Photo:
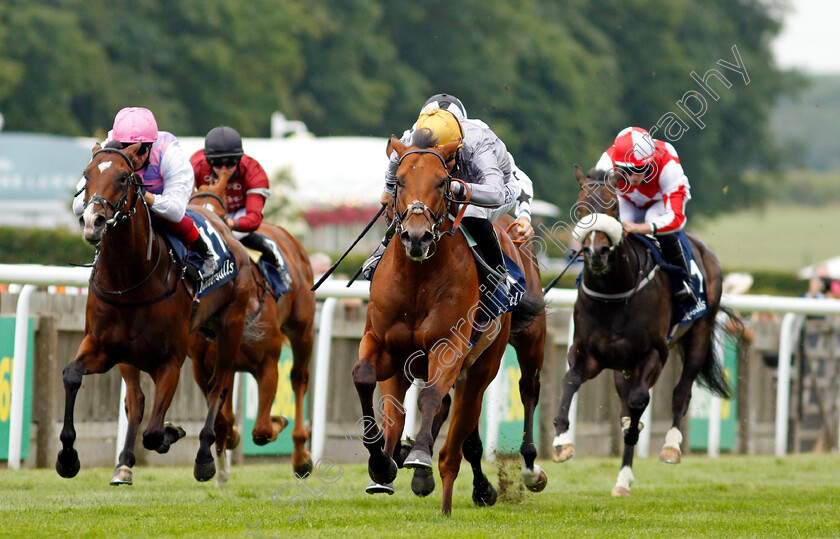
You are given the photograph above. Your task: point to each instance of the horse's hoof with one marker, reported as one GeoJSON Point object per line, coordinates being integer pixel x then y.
{"type": "Point", "coordinates": [538, 485]}
{"type": "Point", "coordinates": [670, 455]}
{"type": "Point", "coordinates": [304, 469]}
{"type": "Point", "coordinates": [563, 453]}
{"type": "Point", "coordinates": [383, 477]}
{"type": "Point", "coordinates": [122, 476]}
{"type": "Point", "coordinates": [204, 471]}
{"type": "Point", "coordinates": [423, 482]}
{"type": "Point", "coordinates": [484, 496]}
{"type": "Point", "coordinates": [620, 492]}
{"type": "Point", "coordinates": [375, 488]}
{"type": "Point", "coordinates": [418, 459]}
{"type": "Point", "coordinates": [403, 451]}
{"type": "Point", "coordinates": [67, 464]}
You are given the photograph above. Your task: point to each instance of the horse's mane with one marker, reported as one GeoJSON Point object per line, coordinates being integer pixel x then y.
{"type": "Point", "coordinates": [424, 138]}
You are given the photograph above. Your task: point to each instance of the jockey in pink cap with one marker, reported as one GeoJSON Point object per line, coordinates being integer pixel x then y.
{"type": "Point", "coordinates": [652, 192]}
{"type": "Point", "coordinates": [167, 176]}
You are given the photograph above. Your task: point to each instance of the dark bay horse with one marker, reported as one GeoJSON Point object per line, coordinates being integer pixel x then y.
{"type": "Point", "coordinates": [623, 315]}
{"type": "Point", "coordinates": [292, 315]}
{"type": "Point", "coordinates": [424, 304]}
{"type": "Point", "coordinates": [529, 344]}
{"type": "Point", "coordinates": [140, 312]}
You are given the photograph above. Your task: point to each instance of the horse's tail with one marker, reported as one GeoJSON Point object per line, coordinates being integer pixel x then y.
{"type": "Point", "coordinates": [253, 329]}
{"type": "Point", "coordinates": [711, 374]}
{"type": "Point", "coordinates": [529, 308]}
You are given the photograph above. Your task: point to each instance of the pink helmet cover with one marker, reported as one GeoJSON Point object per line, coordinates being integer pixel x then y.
{"type": "Point", "coordinates": [135, 124]}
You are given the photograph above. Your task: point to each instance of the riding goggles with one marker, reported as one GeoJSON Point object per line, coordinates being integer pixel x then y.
{"type": "Point", "coordinates": [224, 162]}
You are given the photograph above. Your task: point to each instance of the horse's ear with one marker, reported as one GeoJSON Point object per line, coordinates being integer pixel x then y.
{"type": "Point", "coordinates": [580, 176]}
{"type": "Point", "coordinates": [395, 145]}
{"type": "Point", "coordinates": [448, 150]}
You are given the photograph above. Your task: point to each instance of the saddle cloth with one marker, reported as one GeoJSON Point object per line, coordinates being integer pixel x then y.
{"type": "Point", "coordinates": [228, 269]}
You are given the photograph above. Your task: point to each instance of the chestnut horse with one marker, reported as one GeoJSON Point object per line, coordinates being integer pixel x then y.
{"type": "Point", "coordinates": [424, 301]}
{"type": "Point", "coordinates": [623, 315]}
{"type": "Point", "coordinates": [293, 314]}
{"type": "Point", "coordinates": [140, 312]}
{"type": "Point", "coordinates": [529, 344]}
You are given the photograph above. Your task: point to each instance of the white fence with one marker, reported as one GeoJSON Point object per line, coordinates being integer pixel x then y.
{"type": "Point", "coordinates": [35, 275]}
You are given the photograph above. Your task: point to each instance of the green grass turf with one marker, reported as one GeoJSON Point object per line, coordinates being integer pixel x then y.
{"type": "Point", "coordinates": [734, 496]}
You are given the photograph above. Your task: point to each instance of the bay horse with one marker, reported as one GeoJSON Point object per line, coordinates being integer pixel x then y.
{"type": "Point", "coordinates": [140, 312]}
{"type": "Point", "coordinates": [623, 315]}
{"type": "Point", "coordinates": [292, 315]}
{"type": "Point", "coordinates": [529, 344]}
{"type": "Point", "coordinates": [424, 303]}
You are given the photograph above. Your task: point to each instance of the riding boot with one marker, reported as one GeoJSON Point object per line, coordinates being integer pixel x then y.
{"type": "Point", "coordinates": [209, 266]}
{"type": "Point", "coordinates": [673, 252]}
{"type": "Point", "coordinates": [484, 234]}
{"type": "Point", "coordinates": [373, 260]}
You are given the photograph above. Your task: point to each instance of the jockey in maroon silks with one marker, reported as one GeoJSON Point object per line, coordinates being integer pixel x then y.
{"type": "Point", "coordinates": [652, 192]}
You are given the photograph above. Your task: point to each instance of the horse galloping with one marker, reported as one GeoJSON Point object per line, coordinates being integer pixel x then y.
{"type": "Point", "coordinates": [292, 315]}
{"type": "Point", "coordinates": [141, 310]}
{"type": "Point", "coordinates": [424, 304]}
{"type": "Point", "coordinates": [623, 315]}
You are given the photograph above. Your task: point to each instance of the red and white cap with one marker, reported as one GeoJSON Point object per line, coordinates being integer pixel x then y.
{"type": "Point", "coordinates": [633, 147]}
{"type": "Point", "coordinates": [135, 124]}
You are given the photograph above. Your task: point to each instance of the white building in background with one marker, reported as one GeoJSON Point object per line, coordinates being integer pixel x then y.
{"type": "Point", "coordinates": [336, 181]}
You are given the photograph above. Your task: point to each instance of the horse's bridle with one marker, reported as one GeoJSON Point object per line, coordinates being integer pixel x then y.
{"type": "Point", "coordinates": [434, 218]}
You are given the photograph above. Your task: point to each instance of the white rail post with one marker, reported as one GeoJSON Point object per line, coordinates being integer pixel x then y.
{"type": "Point", "coordinates": [16, 430]}
{"type": "Point", "coordinates": [322, 379]}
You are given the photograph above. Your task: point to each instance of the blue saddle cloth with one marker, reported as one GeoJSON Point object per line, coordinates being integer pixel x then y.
{"type": "Point", "coordinates": [228, 269]}
{"type": "Point", "coordinates": [274, 277]}
{"type": "Point", "coordinates": [683, 314]}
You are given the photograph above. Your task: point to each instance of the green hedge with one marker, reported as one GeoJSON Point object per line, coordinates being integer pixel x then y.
{"type": "Point", "coordinates": [52, 247]}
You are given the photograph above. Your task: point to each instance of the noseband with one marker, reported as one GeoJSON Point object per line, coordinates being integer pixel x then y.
{"type": "Point", "coordinates": [434, 218]}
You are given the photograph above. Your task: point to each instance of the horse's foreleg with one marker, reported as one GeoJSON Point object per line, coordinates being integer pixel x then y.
{"type": "Point", "coordinates": [580, 370]}
{"type": "Point", "coordinates": [301, 340]}
{"type": "Point", "coordinates": [135, 403]}
{"type": "Point", "coordinates": [381, 467]}
{"type": "Point", "coordinates": [529, 351]}
{"type": "Point", "coordinates": [88, 360]}
{"type": "Point", "coordinates": [265, 428]}
{"type": "Point", "coordinates": [466, 409]}
{"type": "Point", "coordinates": [166, 381]}
{"type": "Point", "coordinates": [696, 348]}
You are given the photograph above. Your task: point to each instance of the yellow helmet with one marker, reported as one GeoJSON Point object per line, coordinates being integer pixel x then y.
{"type": "Point", "coordinates": [444, 127]}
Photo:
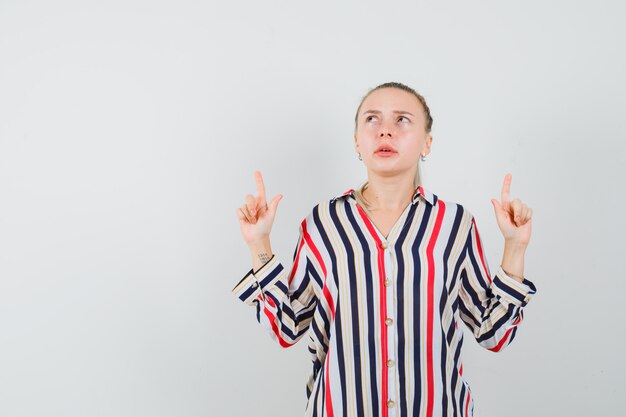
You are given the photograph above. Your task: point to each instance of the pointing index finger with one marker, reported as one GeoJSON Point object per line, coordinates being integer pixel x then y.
{"type": "Point", "coordinates": [506, 189]}
{"type": "Point", "coordinates": [260, 188]}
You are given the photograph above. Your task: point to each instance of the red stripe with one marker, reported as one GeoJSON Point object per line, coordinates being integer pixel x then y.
{"type": "Point", "coordinates": [502, 342]}
{"type": "Point", "coordinates": [430, 306]}
{"type": "Point", "coordinates": [328, 398]}
{"type": "Point", "coordinates": [271, 318]}
{"type": "Point", "coordinates": [480, 250]}
{"type": "Point", "coordinates": [383, 312]}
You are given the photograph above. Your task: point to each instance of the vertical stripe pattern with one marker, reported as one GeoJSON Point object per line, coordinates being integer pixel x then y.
{"type": "Point", "coordinates": [382, 312]}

========================================================================

Requirements - Write out exactly the lines from the one containing "of the yellow" through the last line of the records above, both ends included, and leave out any pictures.

Solution to this exercise -
You are given the photograph above. Your task: point to each instance of the yellow helmet with one marker, reported as one GeoJSON Point object per line, coordinates being integer pixel x then y.
{"type": "Point", "coordinates": [444, 127]}
Photo:
You are given the photograph above. Your task: point to each instance of the pointing index finger with one marker, reported as one GeoJSON Point object per line, coordinates being integer pixel x then y.
{"type": "Point", "coordinates": [506, 189]}
{"type": "Point", "coordinates": [260, 188]}
You are given the photograph above. Your task: point to each instance of the red stripe with one marker, reported as one GeoJSON Point object per line, coordinates being integer pixel x then y.
{"type": "Point", "coordinates": [502, 342]}
{"type": "Point", "coordinates": [430, 306]}
{"type": "Point", "coordinates": [328, 398]}
{"type": "Point", "coordinates": [271, 318]}
{"type": "Point", "coordinates": [480, 250]}
{"type": "Point", "coordinates": [383, 312]}
You are given the photograph above. Your task: point to each instance of the vertical stripe pattern with one marker, reported as one GeoJSON Point object per line, coordinates being integer pixel x then y.
{"type": "Point", "coordinates": [382, 312]}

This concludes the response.